┏━━
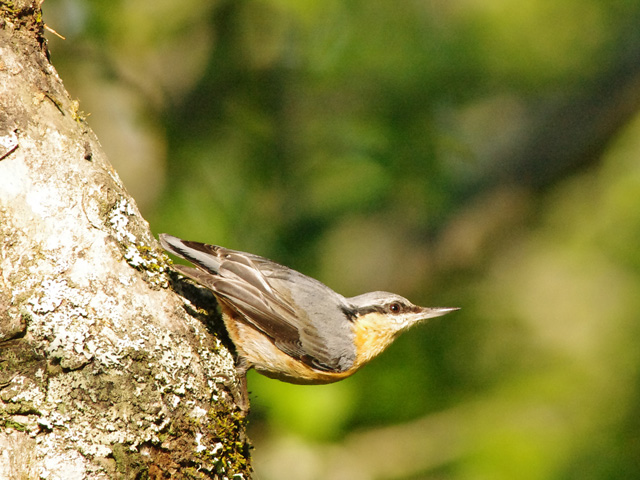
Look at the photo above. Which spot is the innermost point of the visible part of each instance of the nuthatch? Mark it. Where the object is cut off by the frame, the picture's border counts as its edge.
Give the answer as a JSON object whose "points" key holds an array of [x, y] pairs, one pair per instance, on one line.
{"points": [[289, 326]]}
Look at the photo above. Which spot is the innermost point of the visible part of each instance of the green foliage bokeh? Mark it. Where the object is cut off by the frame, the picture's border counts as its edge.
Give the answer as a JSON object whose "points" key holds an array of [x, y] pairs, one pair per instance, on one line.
{"points": [[483, 155]]}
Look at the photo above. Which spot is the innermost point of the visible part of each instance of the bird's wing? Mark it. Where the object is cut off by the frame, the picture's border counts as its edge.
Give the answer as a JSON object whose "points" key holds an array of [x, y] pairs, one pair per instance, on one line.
{"points": [[252, 285]]}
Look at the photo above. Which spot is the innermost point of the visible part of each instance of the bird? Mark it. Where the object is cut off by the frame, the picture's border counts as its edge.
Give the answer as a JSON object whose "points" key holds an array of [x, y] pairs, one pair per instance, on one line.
{"points": [[289, 326]]}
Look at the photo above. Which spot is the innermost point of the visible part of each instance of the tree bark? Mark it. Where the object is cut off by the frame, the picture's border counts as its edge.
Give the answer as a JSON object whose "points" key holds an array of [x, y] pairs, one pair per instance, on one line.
{"points": [[104, 371]]}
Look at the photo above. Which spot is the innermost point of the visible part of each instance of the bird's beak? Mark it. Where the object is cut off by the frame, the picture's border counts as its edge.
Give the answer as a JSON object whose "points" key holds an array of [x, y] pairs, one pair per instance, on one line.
{"points": [[424, 313], [436, 312]]}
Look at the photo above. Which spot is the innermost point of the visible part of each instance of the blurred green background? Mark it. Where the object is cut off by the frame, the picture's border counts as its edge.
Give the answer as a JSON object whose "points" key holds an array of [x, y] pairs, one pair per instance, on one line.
{"points": [[484, 155]]}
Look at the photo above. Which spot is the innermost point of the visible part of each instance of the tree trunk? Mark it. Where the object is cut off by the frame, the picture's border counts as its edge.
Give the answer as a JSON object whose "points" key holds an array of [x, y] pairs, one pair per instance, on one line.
{"points": [[104, 371]]}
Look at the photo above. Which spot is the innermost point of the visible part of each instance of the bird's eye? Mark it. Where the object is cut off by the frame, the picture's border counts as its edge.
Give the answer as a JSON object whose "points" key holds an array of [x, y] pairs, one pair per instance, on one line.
{"points": [[395, 307]]}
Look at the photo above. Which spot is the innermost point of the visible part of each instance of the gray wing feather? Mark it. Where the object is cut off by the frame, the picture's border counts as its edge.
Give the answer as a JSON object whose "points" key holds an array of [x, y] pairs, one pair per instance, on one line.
{"points": [[306, 324]]}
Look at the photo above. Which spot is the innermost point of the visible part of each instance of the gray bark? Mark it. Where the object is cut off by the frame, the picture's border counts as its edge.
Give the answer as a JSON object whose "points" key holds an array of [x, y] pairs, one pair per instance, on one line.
{"points": [[104, 371]]}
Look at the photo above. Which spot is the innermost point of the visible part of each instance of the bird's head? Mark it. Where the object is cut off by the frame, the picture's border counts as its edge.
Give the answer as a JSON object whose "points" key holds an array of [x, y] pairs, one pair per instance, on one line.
{"points": [[379, 317]]}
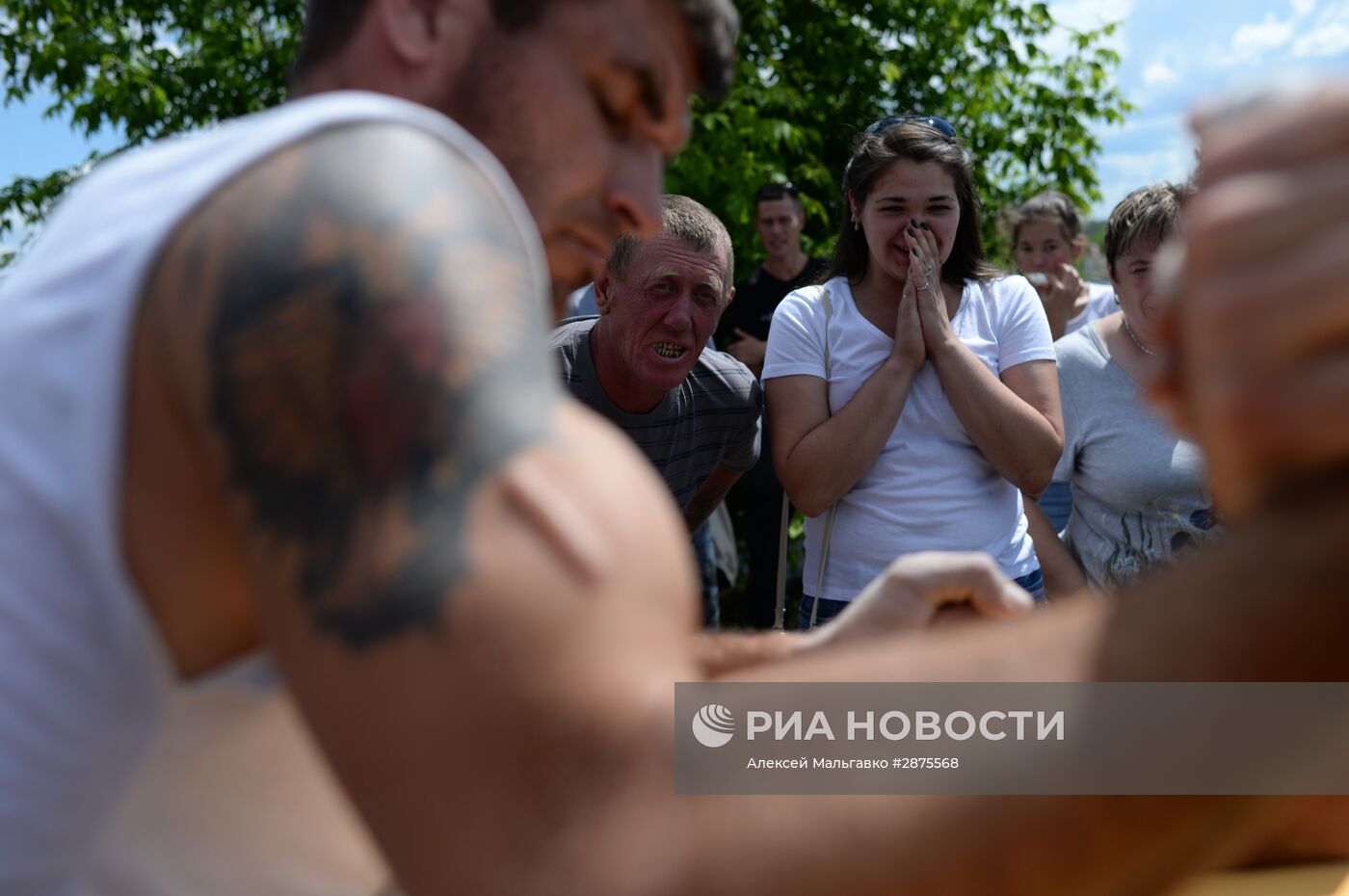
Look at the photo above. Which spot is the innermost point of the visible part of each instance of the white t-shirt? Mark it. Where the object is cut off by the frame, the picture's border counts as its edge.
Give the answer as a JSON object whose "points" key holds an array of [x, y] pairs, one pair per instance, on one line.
{"points": [[87, 689], [931, 488], [1099, 303]]}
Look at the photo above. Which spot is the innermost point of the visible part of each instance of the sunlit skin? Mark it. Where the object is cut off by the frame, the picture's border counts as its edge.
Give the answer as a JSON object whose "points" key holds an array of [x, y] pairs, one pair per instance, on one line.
{"points": [[1043, 248], [1144, 305], [656, 319], [616, 88], [904, 193]]}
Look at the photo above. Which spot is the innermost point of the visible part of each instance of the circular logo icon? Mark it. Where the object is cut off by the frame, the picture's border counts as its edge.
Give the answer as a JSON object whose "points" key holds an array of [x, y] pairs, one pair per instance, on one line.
{"points": [[714, 725]]}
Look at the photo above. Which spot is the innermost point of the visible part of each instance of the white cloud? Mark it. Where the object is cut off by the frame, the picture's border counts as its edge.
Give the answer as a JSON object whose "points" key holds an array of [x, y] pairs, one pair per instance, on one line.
{"points": [[1325, 40], [1083, 15], [1252, 40], [1159, 73]]}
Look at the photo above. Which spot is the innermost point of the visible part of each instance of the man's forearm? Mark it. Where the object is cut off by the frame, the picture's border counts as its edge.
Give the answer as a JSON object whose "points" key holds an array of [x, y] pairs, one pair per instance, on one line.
{"points": [[724, 652], [1228, 614], [711, 492]]}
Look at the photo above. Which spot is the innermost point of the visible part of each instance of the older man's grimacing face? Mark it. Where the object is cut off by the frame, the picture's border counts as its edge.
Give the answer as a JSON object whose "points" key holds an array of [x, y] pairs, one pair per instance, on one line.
{"points": [[661, 312]]}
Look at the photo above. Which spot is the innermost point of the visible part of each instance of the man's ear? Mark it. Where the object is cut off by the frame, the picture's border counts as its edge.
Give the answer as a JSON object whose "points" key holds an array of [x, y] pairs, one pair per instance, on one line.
{"points": [[428, 33], [603, 279]]}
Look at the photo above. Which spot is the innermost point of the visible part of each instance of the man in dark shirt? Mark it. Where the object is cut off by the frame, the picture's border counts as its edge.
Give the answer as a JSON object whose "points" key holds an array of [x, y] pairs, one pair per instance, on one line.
{"points": [[779, 219], [757, 504]]}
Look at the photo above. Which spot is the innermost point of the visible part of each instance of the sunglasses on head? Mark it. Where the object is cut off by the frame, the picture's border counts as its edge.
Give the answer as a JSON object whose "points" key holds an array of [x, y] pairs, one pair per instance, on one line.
{"points": [[940, 125]]}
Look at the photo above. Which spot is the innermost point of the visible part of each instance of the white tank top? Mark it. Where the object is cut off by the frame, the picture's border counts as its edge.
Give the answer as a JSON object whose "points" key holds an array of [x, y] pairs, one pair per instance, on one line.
{"points": [[87, 690]]}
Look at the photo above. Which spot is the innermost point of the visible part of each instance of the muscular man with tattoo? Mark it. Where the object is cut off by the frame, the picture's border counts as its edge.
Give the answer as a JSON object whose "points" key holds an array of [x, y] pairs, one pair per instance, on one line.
{"points": [[285, 386]]}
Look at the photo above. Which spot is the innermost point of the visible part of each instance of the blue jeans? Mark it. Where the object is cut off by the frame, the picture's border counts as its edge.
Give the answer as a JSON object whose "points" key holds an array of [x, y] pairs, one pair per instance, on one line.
{"points": [[705, 555], [1032, 583]]}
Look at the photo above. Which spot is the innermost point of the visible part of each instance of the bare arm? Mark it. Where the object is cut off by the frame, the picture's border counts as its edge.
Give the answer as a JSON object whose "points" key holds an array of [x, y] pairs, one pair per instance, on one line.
{"points": [[1016, 421], [710, 494], [482, 606]]}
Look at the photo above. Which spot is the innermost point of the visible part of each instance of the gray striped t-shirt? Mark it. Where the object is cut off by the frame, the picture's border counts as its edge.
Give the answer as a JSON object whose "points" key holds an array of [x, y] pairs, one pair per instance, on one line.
{"points": [[711, 418]]}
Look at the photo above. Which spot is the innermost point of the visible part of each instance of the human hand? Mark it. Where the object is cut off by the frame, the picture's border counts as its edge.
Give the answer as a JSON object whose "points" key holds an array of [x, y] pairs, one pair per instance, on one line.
{"points": [[926, 279], [1308, 830], [908, 326], [916, 589], [1260, 329], [748, 350]]}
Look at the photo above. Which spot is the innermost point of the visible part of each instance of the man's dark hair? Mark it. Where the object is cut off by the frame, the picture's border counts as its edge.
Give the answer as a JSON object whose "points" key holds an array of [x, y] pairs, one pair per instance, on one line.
{"points": [[1144, 219], [712, 26], [688, 222], [328, 27], [773, 192]]}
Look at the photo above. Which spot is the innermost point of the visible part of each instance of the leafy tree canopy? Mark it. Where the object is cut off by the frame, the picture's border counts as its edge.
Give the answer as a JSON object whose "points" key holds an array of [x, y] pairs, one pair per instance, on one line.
{"points": [[811, 74]]}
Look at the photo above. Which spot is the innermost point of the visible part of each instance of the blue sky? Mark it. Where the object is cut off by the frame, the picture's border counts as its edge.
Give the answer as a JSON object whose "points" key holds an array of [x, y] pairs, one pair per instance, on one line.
{"points": [[1177, 51], [1174, 53]]}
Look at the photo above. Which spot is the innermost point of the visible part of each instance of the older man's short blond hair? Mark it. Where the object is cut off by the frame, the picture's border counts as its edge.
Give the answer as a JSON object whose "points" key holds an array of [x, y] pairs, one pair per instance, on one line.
{"points": [[688, 222]]}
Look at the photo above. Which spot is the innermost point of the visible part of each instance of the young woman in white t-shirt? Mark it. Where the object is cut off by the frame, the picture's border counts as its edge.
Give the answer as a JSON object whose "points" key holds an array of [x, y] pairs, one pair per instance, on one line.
{"points": [[940, 397]]}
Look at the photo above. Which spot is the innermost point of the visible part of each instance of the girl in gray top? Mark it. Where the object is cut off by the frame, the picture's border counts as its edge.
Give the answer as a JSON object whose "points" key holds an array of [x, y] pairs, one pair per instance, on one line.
{"points": [[1137, 488]]}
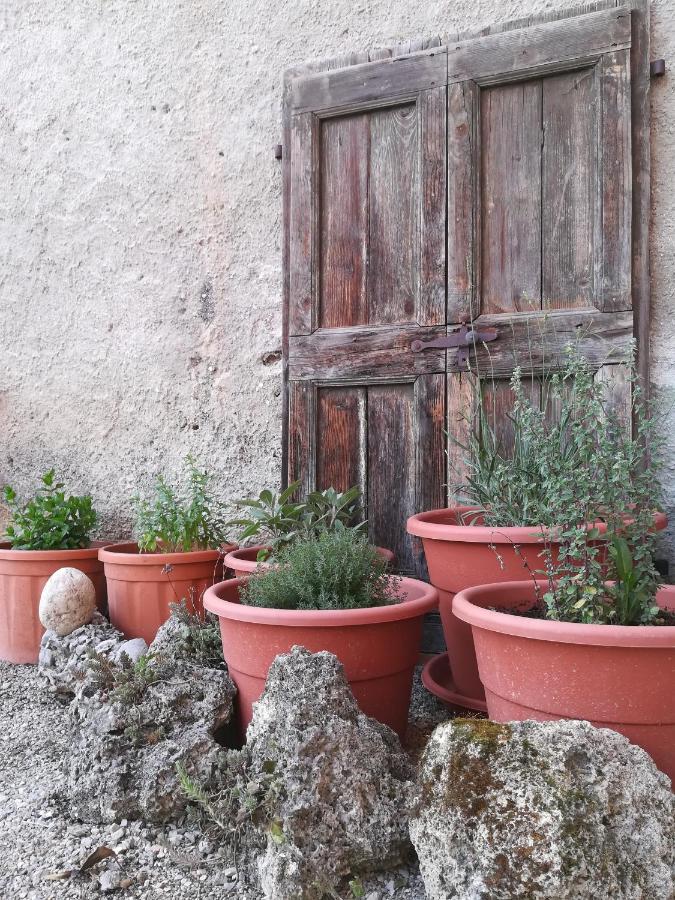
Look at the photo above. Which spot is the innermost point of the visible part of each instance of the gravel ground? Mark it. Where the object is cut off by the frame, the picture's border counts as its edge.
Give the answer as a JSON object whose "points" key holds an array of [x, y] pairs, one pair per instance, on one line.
{"points": [[42, 848]]}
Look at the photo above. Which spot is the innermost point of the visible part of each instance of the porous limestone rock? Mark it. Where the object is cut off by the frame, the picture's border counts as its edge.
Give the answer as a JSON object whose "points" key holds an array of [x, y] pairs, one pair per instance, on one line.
{"points": [[64, 661], [134, 648], [142, 720], [543, 811], [68, 601], [340, 783]]}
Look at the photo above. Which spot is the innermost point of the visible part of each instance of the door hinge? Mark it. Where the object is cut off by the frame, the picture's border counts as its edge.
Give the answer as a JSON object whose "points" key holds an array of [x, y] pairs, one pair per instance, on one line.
{"points": [[466, 337]]}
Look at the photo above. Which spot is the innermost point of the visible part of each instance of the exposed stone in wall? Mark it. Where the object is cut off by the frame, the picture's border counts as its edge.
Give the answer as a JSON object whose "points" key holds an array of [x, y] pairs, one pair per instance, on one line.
{"points": [[546, 810]]}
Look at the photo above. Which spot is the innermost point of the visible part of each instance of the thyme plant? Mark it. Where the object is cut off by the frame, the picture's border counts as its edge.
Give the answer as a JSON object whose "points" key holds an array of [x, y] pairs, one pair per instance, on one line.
{"points": [[50, 520], [180, 519], [279, 520], [331, 570], [586, 483]]}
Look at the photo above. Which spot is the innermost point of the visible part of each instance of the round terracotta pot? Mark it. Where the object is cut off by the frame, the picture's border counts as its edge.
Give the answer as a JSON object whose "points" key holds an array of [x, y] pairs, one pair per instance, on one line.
{"points": [[142, 586], [244, 560], [23, 574], [462, 555], [615, 676], [378, 647]]}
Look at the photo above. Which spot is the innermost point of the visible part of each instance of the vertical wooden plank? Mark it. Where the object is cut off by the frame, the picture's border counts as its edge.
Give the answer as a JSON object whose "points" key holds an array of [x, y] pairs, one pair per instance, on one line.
{"points": [[391, 468], [432, 117], [302, 434], [343, 220], [511, 197], [463, 103], [617, 386], [641, 163], [341, 438], [302, 230], [569, 188], [430, 426], [615, 142], [461, 402], [394, 233]]}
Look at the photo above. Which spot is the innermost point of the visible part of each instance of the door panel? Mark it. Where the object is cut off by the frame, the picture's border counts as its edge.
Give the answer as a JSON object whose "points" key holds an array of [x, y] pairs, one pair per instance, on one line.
{"points": [[501, 180], [367, 234]]}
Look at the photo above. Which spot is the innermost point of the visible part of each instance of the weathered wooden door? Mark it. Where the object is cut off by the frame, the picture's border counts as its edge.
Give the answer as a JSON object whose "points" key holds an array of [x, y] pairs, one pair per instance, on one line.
{"points": [[501, 180], [367, 277]]}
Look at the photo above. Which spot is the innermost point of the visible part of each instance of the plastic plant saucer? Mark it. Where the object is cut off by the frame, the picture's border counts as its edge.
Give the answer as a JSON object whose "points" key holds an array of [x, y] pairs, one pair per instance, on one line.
{"points": [[437, 678]]}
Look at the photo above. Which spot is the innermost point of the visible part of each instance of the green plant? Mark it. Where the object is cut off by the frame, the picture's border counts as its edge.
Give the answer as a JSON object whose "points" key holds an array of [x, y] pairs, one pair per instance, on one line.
{"points": [[587, 483], [279, 520], [201, 641], [50, 520], [180, 519], [331, 570]]}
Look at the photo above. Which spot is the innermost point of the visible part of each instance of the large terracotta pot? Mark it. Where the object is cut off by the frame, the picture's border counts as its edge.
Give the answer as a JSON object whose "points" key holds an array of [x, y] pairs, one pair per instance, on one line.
{"points": [[244, 561], [615, 676], [461, 552], [23, 574], [378, 647], [142, 586]]}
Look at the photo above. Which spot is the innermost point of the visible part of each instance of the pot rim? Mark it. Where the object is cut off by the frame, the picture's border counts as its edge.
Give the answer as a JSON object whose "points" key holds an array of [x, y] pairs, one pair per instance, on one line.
{"points": [[466, 609], [435, 525], [127, 554], [90, 552], [215, 602]]}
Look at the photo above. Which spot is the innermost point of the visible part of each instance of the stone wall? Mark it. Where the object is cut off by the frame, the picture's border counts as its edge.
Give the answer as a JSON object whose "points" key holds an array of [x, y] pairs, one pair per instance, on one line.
{"points": [[140, 227]]}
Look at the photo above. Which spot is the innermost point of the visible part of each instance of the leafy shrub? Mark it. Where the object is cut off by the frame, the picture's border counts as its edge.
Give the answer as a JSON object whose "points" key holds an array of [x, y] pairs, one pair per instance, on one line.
{"points": [[180, 519], [50, 520], [331, 570], [562, 477], [279, 521]]}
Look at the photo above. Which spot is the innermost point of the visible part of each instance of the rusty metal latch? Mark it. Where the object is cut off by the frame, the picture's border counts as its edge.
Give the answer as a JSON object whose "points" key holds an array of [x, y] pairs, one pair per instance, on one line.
{"points": [[467, 336]]}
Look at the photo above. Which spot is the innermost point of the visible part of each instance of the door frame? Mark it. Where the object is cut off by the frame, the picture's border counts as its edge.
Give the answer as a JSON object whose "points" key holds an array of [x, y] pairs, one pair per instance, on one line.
{"points": [[640, 135]]}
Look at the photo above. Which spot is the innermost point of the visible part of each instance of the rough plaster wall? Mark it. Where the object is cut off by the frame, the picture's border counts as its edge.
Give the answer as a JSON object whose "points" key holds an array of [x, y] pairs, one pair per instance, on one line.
{"points": [[140, 226]]}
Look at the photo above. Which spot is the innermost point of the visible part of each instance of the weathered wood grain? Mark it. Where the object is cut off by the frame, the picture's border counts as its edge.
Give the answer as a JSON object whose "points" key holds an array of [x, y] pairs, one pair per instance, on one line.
{"points": [[367, 84], [393, 215], [615, 289], [343, 218], [432, 205], [392, 468], [539, 49], [510, 199], [365, 352], [302, 202], [341, 438], [641, 203], [302, 434], [461, 403], [429, 431], [570, 187], [537, 342], [463, 156]]}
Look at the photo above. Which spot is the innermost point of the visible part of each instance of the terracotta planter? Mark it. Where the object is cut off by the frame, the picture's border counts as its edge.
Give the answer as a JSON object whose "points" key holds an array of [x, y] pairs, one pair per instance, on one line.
{"points": [[142, 586], [615, 676], [23, 574], [460, 556], [244, 560], [378, 647]]}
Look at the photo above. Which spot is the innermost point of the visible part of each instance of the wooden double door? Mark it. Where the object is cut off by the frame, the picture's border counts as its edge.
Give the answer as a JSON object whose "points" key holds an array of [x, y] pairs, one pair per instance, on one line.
{"points": [[496, 180]]}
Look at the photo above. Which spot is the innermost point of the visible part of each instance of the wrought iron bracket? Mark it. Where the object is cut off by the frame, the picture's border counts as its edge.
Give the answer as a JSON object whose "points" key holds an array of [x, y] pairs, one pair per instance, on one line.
{"points": [[466, 337]]}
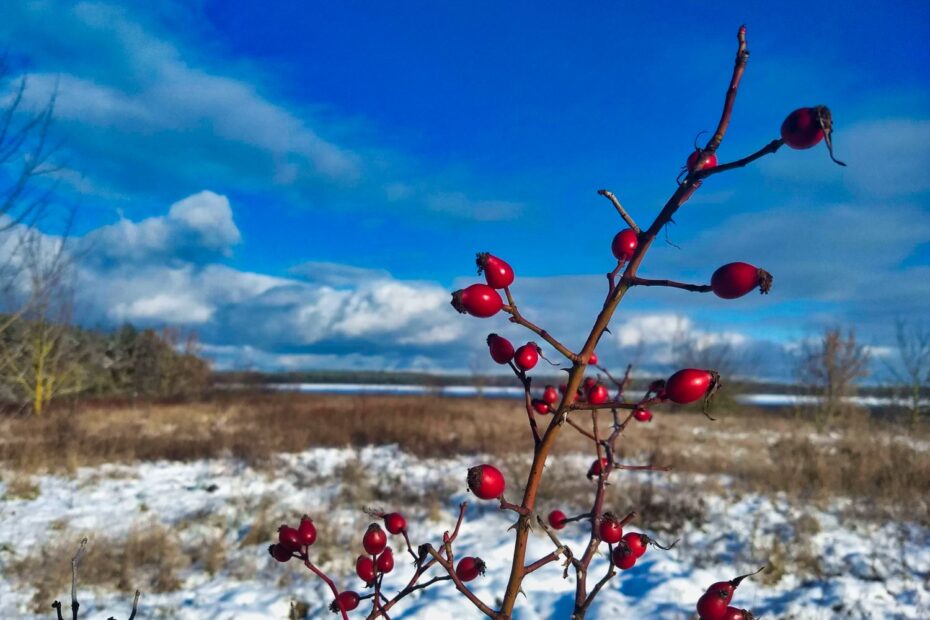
┗━━
#### What is being asked:
Please give again the entries word for word, starting at the first line and ending with the line that contains "the green foliage"; include both of those lines but none of the pictures.

#### Solution to this exercise:
Look at the photo above. Which spot is the innermost point of the visible part of each instance of the nuthatch? Mark it. Where the object is cut off by the frame, the picture's border counts as its edge.
Give the answer as a JSON object whose "points" key holds an array of [x, y] pairs, one pair per instance, on one line.
{"points": [[289, 326]]}
Look at the photo above. Which spot is the innermost point of the visible part of each instance of the green foliage bokeh? Mark it. Where the object is cut off by the frame, the picture's border counts as its edge.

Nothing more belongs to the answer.